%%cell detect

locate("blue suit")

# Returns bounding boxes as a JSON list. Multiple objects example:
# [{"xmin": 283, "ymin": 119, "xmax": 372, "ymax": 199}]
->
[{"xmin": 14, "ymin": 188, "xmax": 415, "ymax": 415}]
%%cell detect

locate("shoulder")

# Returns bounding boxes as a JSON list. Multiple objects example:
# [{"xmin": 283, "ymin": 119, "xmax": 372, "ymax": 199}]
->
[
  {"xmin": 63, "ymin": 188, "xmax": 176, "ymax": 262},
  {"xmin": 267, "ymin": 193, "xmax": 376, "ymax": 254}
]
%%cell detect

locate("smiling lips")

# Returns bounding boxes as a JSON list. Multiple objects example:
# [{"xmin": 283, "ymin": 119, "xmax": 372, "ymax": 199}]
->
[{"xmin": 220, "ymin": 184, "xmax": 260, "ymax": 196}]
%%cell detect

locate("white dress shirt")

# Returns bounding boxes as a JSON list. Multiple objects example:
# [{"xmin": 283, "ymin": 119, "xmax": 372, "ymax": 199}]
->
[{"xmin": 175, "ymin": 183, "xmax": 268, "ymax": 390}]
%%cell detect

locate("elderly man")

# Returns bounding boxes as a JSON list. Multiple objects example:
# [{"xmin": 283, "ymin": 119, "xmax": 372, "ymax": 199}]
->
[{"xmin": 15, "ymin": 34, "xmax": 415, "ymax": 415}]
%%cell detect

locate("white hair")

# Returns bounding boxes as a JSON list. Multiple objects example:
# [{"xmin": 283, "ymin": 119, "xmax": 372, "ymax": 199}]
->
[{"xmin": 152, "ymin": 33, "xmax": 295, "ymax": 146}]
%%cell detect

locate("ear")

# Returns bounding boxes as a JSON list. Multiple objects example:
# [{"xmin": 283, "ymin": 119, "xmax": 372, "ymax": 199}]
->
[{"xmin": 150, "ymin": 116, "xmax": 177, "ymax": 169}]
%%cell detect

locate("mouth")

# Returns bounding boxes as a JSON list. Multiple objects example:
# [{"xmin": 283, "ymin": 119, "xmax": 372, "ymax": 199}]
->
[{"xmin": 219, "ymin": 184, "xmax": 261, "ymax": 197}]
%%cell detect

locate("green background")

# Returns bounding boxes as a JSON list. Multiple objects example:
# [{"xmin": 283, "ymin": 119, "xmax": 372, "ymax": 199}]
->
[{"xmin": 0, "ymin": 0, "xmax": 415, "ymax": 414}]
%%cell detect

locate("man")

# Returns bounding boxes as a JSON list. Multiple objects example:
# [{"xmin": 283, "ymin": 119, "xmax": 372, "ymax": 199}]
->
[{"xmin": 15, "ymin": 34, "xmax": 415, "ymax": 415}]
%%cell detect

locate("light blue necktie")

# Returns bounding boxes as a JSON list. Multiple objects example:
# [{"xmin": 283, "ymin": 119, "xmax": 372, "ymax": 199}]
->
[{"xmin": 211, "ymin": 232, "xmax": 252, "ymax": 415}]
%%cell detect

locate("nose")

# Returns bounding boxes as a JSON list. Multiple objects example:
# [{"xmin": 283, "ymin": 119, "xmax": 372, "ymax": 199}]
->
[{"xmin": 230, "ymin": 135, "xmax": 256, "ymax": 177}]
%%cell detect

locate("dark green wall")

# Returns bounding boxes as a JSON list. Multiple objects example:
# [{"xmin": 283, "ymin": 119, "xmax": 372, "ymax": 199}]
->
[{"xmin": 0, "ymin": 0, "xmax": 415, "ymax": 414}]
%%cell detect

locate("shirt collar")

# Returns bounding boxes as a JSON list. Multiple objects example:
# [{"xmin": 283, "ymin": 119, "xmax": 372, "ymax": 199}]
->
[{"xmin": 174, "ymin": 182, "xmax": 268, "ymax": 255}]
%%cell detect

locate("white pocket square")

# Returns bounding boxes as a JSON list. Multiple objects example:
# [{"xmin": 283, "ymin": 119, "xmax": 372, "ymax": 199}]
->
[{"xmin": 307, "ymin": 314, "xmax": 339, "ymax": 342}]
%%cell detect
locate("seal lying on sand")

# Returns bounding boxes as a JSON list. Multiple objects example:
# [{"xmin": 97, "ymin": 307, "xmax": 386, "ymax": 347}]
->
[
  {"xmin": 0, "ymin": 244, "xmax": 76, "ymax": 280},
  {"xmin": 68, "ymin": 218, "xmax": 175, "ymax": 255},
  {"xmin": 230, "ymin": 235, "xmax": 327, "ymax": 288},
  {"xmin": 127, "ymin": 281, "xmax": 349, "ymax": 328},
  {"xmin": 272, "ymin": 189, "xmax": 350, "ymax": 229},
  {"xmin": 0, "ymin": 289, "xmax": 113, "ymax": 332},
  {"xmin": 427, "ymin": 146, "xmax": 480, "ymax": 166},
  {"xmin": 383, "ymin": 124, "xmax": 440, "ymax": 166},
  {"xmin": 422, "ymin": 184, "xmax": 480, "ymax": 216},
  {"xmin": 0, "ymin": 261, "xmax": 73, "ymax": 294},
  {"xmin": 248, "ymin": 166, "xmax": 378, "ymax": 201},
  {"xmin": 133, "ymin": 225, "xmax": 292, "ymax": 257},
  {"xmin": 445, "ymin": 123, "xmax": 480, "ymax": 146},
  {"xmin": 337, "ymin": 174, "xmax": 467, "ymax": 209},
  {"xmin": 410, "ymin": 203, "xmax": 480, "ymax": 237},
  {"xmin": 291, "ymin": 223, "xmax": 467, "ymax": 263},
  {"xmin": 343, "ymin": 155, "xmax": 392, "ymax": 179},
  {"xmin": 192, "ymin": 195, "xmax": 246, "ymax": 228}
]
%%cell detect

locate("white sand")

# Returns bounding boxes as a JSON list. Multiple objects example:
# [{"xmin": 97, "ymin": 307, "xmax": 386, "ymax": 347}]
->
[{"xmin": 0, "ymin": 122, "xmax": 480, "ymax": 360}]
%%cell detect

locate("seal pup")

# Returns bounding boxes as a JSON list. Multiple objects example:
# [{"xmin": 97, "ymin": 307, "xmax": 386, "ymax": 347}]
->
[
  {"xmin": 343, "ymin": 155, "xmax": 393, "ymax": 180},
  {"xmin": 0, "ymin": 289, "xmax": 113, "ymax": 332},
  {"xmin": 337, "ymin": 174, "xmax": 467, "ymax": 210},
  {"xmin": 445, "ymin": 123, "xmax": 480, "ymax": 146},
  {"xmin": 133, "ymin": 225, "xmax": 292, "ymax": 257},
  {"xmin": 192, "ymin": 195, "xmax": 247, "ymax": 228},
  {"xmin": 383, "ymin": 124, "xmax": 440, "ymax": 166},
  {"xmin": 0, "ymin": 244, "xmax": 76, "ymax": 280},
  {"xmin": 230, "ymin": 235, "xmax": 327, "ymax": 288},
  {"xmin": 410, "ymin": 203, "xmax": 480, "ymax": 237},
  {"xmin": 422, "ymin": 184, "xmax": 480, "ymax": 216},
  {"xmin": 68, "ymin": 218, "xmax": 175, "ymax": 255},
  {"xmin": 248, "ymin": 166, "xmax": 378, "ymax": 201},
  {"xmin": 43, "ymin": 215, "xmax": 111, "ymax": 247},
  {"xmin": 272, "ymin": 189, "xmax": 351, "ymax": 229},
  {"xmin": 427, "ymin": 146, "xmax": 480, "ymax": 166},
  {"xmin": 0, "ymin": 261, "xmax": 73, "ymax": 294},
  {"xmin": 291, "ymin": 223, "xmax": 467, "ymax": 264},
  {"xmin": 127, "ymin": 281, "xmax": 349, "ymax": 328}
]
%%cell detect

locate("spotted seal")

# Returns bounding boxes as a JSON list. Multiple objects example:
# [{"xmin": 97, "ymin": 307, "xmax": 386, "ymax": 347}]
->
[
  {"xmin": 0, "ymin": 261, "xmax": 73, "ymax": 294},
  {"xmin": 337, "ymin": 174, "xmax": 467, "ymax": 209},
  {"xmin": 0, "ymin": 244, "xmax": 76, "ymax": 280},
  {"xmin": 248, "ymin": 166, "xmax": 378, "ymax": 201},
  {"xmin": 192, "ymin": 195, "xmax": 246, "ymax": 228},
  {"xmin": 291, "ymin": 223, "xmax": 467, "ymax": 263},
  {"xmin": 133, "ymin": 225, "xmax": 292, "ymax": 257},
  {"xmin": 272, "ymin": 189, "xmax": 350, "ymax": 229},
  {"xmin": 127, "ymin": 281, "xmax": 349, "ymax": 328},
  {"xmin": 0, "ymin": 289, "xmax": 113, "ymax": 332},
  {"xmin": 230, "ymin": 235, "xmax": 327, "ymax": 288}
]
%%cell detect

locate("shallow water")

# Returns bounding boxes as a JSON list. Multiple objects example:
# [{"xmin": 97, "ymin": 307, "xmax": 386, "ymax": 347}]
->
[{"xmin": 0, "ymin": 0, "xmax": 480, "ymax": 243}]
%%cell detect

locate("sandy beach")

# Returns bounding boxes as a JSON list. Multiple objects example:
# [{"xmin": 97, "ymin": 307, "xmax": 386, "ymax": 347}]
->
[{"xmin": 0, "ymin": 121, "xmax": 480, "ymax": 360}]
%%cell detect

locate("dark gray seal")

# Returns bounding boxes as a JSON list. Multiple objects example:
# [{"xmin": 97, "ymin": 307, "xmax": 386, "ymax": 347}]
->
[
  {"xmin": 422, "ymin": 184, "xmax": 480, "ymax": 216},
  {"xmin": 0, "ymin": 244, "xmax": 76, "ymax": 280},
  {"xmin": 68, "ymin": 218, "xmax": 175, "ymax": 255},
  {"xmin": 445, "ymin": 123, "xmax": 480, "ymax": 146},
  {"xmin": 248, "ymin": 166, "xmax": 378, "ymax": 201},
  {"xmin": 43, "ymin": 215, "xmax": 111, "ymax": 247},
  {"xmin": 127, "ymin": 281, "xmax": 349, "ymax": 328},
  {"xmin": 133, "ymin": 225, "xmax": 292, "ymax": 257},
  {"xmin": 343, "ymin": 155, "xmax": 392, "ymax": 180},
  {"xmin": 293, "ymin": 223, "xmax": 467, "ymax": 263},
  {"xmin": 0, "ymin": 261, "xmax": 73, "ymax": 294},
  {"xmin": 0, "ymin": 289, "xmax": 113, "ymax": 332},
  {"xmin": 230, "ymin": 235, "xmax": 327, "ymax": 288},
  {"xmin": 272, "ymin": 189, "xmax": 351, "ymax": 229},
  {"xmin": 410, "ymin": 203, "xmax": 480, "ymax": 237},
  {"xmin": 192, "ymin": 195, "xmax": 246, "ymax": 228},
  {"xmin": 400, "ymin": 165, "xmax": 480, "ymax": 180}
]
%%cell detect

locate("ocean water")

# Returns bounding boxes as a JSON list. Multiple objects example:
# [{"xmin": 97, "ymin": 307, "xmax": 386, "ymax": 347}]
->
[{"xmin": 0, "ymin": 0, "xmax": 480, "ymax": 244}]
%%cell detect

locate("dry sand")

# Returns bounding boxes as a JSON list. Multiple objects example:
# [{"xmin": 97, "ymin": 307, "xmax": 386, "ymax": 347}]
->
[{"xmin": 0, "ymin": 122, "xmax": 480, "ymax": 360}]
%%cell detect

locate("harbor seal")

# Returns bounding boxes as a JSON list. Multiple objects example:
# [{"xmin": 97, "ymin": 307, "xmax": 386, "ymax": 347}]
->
********
TASK INSTRUCTIONS:
Gather every line in the material above that contains the word "blue", and copy each one in full.

SOLUTION TO THIS TASK:
locate("blue suit")
locate("light blue necktie")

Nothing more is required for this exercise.